[Rows in a dataset]
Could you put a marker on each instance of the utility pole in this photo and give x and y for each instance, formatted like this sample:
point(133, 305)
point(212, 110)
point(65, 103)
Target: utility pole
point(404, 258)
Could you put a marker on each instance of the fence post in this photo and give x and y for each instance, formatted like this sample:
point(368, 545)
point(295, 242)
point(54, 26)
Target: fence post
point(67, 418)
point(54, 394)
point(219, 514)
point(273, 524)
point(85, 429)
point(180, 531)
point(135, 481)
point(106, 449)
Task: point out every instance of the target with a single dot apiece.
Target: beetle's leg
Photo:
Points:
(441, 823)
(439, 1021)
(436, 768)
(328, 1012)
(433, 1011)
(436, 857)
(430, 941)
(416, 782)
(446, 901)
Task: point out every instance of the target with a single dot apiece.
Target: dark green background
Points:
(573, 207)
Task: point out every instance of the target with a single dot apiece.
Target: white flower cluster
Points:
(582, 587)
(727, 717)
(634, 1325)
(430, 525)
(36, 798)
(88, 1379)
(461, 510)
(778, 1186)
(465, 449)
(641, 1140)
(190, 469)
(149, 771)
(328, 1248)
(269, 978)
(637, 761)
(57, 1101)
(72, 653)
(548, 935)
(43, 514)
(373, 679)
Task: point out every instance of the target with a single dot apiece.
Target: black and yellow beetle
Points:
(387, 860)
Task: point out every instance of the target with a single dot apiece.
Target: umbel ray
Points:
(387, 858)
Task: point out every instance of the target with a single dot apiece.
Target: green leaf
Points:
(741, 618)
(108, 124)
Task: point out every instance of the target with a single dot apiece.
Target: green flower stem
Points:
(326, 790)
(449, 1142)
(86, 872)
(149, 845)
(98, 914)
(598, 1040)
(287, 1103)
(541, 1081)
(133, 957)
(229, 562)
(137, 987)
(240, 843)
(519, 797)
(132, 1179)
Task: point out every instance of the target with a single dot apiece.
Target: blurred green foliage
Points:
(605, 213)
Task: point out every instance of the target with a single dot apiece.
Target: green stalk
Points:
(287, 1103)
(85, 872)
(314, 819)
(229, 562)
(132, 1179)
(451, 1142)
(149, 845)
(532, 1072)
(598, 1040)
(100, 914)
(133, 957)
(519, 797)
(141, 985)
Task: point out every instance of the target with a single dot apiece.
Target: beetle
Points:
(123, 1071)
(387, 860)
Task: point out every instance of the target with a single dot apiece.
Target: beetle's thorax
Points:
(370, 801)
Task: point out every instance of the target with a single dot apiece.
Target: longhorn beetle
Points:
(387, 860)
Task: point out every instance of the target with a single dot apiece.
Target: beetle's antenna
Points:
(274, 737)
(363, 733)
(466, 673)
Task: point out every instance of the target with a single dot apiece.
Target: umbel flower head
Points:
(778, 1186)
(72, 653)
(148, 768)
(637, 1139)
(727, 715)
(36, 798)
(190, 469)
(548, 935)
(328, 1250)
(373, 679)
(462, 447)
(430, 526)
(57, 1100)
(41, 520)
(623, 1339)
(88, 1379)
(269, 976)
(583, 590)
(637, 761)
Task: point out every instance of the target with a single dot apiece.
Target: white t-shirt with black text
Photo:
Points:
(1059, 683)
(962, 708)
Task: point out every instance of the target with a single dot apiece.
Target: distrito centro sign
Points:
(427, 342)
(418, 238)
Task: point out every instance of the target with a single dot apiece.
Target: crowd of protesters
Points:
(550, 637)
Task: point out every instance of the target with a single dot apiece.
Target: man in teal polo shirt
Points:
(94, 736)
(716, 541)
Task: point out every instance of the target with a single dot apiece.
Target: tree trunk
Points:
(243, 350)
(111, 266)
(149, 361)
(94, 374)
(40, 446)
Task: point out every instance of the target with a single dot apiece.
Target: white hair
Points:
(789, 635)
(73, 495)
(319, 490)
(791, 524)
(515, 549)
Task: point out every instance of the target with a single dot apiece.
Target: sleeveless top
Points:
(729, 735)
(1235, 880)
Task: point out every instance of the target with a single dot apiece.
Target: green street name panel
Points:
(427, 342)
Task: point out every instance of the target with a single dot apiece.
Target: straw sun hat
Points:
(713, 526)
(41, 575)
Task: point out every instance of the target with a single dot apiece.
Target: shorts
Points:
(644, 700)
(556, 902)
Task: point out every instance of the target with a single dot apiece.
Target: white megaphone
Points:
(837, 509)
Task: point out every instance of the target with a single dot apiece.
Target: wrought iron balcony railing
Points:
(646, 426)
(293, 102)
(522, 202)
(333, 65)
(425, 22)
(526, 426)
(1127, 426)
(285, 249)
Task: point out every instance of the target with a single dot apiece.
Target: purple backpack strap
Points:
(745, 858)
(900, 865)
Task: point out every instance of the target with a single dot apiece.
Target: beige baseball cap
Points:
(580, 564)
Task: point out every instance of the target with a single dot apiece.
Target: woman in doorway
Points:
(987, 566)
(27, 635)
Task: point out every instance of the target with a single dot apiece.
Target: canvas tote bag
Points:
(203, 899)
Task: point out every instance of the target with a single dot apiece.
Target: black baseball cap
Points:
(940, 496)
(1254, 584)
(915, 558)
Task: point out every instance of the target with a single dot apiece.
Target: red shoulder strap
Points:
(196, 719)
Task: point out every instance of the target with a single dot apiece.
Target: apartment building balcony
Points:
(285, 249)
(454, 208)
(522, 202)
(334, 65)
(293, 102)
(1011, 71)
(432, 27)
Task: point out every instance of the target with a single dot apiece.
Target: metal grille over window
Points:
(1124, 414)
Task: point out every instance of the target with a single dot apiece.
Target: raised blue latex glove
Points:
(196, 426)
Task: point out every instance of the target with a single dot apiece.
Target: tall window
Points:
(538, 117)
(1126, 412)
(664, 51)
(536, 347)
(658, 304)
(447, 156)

# To be done
Copy every one of these rows word for word.

# Final result
Could you put a marker on each instance of the utility pole in this photo and give x and y for each instance, formatted like this sample:
point(133, 305)
point(212, 110)
point(65, 103)
Target: utility pole
point(404, 258)
Could you put a marker on each instance of the fence post in this photo and give x and y for each instance, formatted like this sample:
point(368, 545)
point(295, 242)
point(54, 26)
Target: fence post
point(67, 418)
point(54, 394)
point(219, 514)
point(273, 524)
point(85, 429)
point(180, 531)
point(135, 481)
point(106, 449)
Task: point out every instance of the target with a single dot apiece.
Target: beetle's leg
Photo:
Points:
(441, 823)
(439, 1021)
(436, 768)
(328, 1012)
(433, 1011)
(436, 857)
(430, 941)
(416, 782)
(446, 901)
Task: point out every instance of the target with a single dot apiece.
Target: dark green background
Points:
(573, 207)
Task: point out every instance of the target with a single dot apiece.
Target: white flower cluster
Points:
(582, 587)
(727, 717)
(634, 1325)
(430, 525)
(36, 798)
(88, 1379)
(461, 510)
(778, 1186)
(465, 449)
(641, 1140)
(190, 469)
(149, 771)
(328, 1248)
(269, 978)
(637, 761)
(57, 1101)
(72, 653)
(548, 935)
(43, 514)
(373, 679)
Task: point out every instance of the target with a single dot apiece.
Target: black and yellow beetle
Points:
(387, 860)
Task: point out every instance of the target with a single dot apiece.
Target: umbel ray
Points:
(387, 858)
Task: point out every instance of the target with a single dot apiece.
Target: green leaf
Points:
(741, 618)
(108, 124)
Task: point out every instance of the target with a single dot apiece.
Target: green flower stem
Points:
(326, 790)
(449, 1142)
(86, 872)
(149, 845)
(98, 914)
(598, 1040)
(287, 1103)
(541, 1081)
(133, 957)
(229, 562)
(137, 987)
(240, 843)
(519, 797)
(132, 1179)
Task: point out every instance of the target with a single dot apiece.
Target: blurred green foliage
Points:
(605, 213)
Task: point out every instance of the target with a single dot apiece.
Target: green stalk
Points:
(287, 1103)
(85, 872)
(314, 819)
(229, 562)
(132, 1179)
(451, 1142)
(149, 845)
(532, 1072)
(598, 1040)
(100, 914)
(133, 957)
(519, 797)
(141, 985)
Task: point out every instance of the target with a single dot apiece.
Target: beetle
Points:
(123, 1071)
(387, 860)
Task: point out every instance of the target with a single dot apiece.
Target: beetle's thorax
Points:
(370, 801)
Task: point out every instance of the target with a single dot apiece.
Target: longhorn beetle
Points:
(387, 860)
Task: point out every instance of the target with a single dot apiece.
Target: beetle's antenna
Points:
(274, 737)
(363, 733)
(466, 673)
Task: point out every instance of the target with a single dot apiece.
Target: umbel flower head
Points:
(778, 1186)
(72, 653)
(148, 768)
(637, 1139)
(727, 715)
(36, 798)
(190, 469)
(548, 935)
(328, 1250)
(373, 679)
(462, 447)
(430, 526)
(57, 1100)
(41, 520)
(623, 1339)
(88, 1379)
(269, 976)
(583, 590)
(637, 761)
Task: point out every instance of the target with a single dot apiece.
Target: white t-shirt with black text
Photo:
Points:
(1059, 683)
(962, 708)
Task: point out every instance of the target with a single dot apiece.
Target: distrito centro sign
Points:
(427, 342)
(418, 238)
Task: point out every instance of the target with a single dot apiece.
Target: crowd of protesters
Points:
(550, 637)
Task: point out every instance of the target with a single dot apiece.
Target: man in teal polo shirt
Points:
(94, 736)
(716, 541)
Task: point out every instance of the target with a single dot apiece.
Target: tree trunk
Points:
(243, 350)
(111, 266)
(149, 361)
(94, 374)
(40, 446)
Task: point out every instance of the target with a single dot apiece.
Target: white hair
Points:
(789, 635)
(73, 495)
(319, 490)
(791, 524)
(515, 549)
Task: point out every instance of the target with a single dot apiece.
Target: sleeveless top
Points:
(729, 735)
(1235, 880)
Task: point out every instance of the target with a single dot apiece.
Target: green street name panel
Points:
(427, 342)
Task: point out every instance of the target with a single dot apiece.
Target: straw sun hat
Points:
(713, 526)
(41, 575)
Task: point out every instance of the target with a single dot apiece.
Target: shorts
Points:
(644, 700)
(556, 902)
Task: point out every instance of the target with a single dot apiece.
Target: white megaphone
Points:
(837, 509)
Task: point out every instance of the target with a single dot apiece.
Target: wrought iron balcony railing
Points:
(646, 426)
(293, 102)
(522, 202)
(333, 65)
(425, 22)
(526, 426)
(1127, 426)
(285, 249)
Task: point out every instance of the target with a single dot apiece.
Target: purple backpack strap
Points:
(745, 858)
(900, 865)
Task: point out every instance of the target with a single dot apiece.
Target: beige baseball cap
Points:
(580, 564)
Task: point out every instance of the target with a single dot apiece.
Target: woman in doorway
Points:
(987, 566)
(27, 635)
Task: point out every instance of the target with a single dot apiece.
Target: canvas tote bag
Points:
(203, 899)
Task: point out every instance of the target with a single dot apiece.
Target: black baseball cap
Points:
(940, 496)
(1254, 584)
(915, 558)
Task: point out every instance of the target with a single dot apiece.
Target: red shoulder strap
Points:
(196, 719)
Task: point out every instance of the target with a single dot apiece.
Target: apartment building balcony
Points:
(285, 249)
(454, 208)
(522, 202)
(334, 65)
(293, 102)
(1011, 71)
(432, 27)
Task: point out every instance of the target with a single dot apiece.
Target: metal grille over window
Points:
(1124, 414)
Task: point out every instance of the target with a single dot apiece.
Target: raised blue latex glove
Points:
(196, 426)
Task: point out every instance of the target with a single dot apiece.
Target: tall window
Points:
(538, 117)
(1126, 412)
(664, 51)
(536, 347)
(658, 304)
(447, 156)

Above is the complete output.